- Requirement 1 -
In the ski review, which veteran ski tester and boot expert is quoted on the Kendo 88?

- Quoted passage -

>>>>>

If you’re one of the many lapsed skiers who are returning to the sport after a long lay-off, the All-Mountain East genre is probably the best place to shop for a ski that embodies the best of current technology without feeling weird or unnatural to an Old School skier returning to the skiing fold.

Power Picks: High-Geared & Gifted

The better your ability, the more you’ll appreciate one of our Power Picks.  Not that one has to be a flawless technical skier, but there’s not much point in saddling up a Power ski unless one has the talents to extract its best behaviors.  If honest self-appraisal suggests that you might be more into recreation than perfection, you’ll find a better match among the plentiful supply of Finesse winners.

But if you have the talent, boy, are you in for a treat. Our Power Picks are crazy versatile, up for any turn shape at any velocity from puttering to pedal-to-the-metal. Best of all, they’re ready for any snow condition from knee-deep to boilerplate. They turn the entire mountain into an all-you-can-eat buffet. Bon appétit.

Völkl Kendo 88

As predicted in this space two years ago, last year Völkl has applied the same two transformative technologies to the 2023 Kendo 88 that it had debuted in the M6 Mantra the prior year.  Bear in mind that the 2022 Kendo 88 was already the highest rated Power ski in the ski world’s most competitive genre, yet the 2023 version raised the bar still higher for both its Power and, most notably, Finesse scores.  No pretender has emerged in 2024 to challenge its ownership of the top Power score.

How do its lofty test scores translate to the ski experience? Here’s how veteran ski tester and renowned boot expert Jim Schaffner summed up his experience on the Kendo 88:  “This ski has an amazing range of performance. Today the snow was a combination of old, compacted snow, new wind-blown snow, and solid ice where the fresh snow was blown off. The Kendo did it all with ease. Very good grip on the hard stuff, with a silky feel on the duff.”

<<<<<

- Requirement 2 -
Rewrite the listing from its start down to the line containing "positive clicks: (6, 85) (5, 86)", both ends included, switching "rough mask" to "coarse mask" and leaving all else unchanged. Omit the pictures.

- Records supplied -
>>>>>

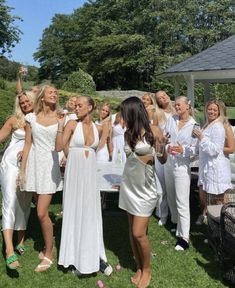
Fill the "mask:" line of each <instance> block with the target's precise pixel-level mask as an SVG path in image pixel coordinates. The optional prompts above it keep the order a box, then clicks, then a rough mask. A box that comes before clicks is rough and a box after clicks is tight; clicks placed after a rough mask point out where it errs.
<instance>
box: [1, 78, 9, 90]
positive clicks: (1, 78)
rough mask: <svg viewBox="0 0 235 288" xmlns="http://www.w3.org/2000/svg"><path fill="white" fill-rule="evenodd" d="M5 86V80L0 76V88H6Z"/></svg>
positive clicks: (6, 85) (5, 86)
mask: <svg viewBox="0 0 235 288" xmlns="http://www.w3.org/2000/svg"><path fill="white" fill-rule="evenodd" d="M6 88H7V83H6V82H5V80H4V79H2V78H0V89H2V90H6Z"/></svg>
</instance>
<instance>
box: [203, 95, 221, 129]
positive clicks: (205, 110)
mask: <svg viewBox="0 0 235 288" xmlns="http://www.w3.org/2000/svg"><path fill="white" fill-rule="evenodd" d="M211 104H215V105H216V106H217V107H218V110H219V116H218V118H217V119H215V121H219V122H221V123H222V124H224V123H225V122H226V118H225V116H224V107H223V105H222V104H221V101H220V100H216V99H211V100H209V101H207V103H206V105H205V109H204V114H205V116H206V114H207V109H208V107H209V106H210V105H211ZM207 124H208V119H207V117H206V124H205V125H207Z"/></svg>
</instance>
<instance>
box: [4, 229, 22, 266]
mask: <svg viewBox="0 0 235 288" xmlns="http://www.w3.org/2000/svg"><path fill="white" fill-rule="evenodd" d="M2 232H3V238H4V242H5V245H6V258H8V257H10V256H12V255H13V254H15V251H14V246H13V232H14V231H13V230H12V229H6V230H3V231H2ZM11 266H12V267H19V266H20V264H19V262H18V261H14V262H13V263H11Z"/></svg>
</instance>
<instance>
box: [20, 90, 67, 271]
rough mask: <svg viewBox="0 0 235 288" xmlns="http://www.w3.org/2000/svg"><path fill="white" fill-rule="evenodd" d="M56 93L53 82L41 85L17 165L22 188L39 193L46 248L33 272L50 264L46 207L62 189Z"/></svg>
mask: <svg viewBox="0 0 235 288" xmlns="http://www.w3.org/2000/svg"><path fill="white" fill-rule="evenodd" d="M58 111H59V107H58V94H57V90H56V89H55V88H54V87H52V86H48V85H45V86H42V87H41V89H40V91H39V93H38V94H37V98H36V101H35V109H34V113H30V114H28V115H26V117H25V119H26V137H25V146H24V150H23V157H22V163H21V167H20V175H19V177H20V181H21V182H22V186H24V190H25V191H29V192H36V193H37V195H38V202H37V214H38V219H39V222H40V225H41V229H42V234H43V238H44V242H45V248H44V251H43V254H42V257H41V259H40V260H41V262H40V264H39V265H38V266H37V267H36V269H35V271H36V272H41V271H45V270H47V269H48V268H50V266H51V265H52V263H53V262H52V250H53V226H52V222H51V219H50V217H49V213H48V208H49V205H50V203H51V199H52V195H53V194H54V193H55V192H56V191H57V190H61V189H62V185H61V175H60V167H59V157H58V152H57V151H55V139H56V134H57V131H58V117H59V115H58Z"/></svg>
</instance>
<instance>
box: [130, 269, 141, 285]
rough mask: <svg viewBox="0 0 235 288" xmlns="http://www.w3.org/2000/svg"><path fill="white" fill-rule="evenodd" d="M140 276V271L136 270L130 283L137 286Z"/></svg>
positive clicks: (132, 276)
mask: <svg viewBox="0 0 235 288" xmlns="http://www.w3.org/2000/svg"><path fill="white" fill-rule="evenodd" d="M141 275H142V272H141V269H137V271H136V273H135V275H134V276H132V277H131V282H132V283H133V284H135V285H136V286H137V285H138V283H139V281H140V279H141Z"/></svg>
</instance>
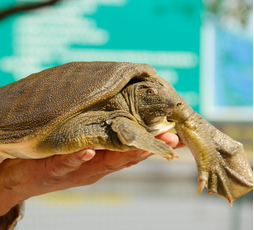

<<<<<

- Response box 1 -
Jim Schaffner

- Response box 2 -
Fill the "mask:" line of each <instance> block with the target's precise pixel-level mask as an SVG path in image pixel coordinates. The optional prompts above it keep the order a box, then clicks, then a coarse mask. A box that comes before clicks is rough and a box after clicks is tight; clicks placed after a coarse mask point out where it errs.
<instance>
box: [1, 78, 9, 90]
positive clicks: (1, 78)
coarse mask: <svg viewBox="0 0 235 288" xmlns="http://www.w3.org/2000/svg"><path fill="white" fill-rule="evenodd" d="M5 86V80L0 76V88H6Z"/></svg>
positive clicks: (6, 85) (5, 86)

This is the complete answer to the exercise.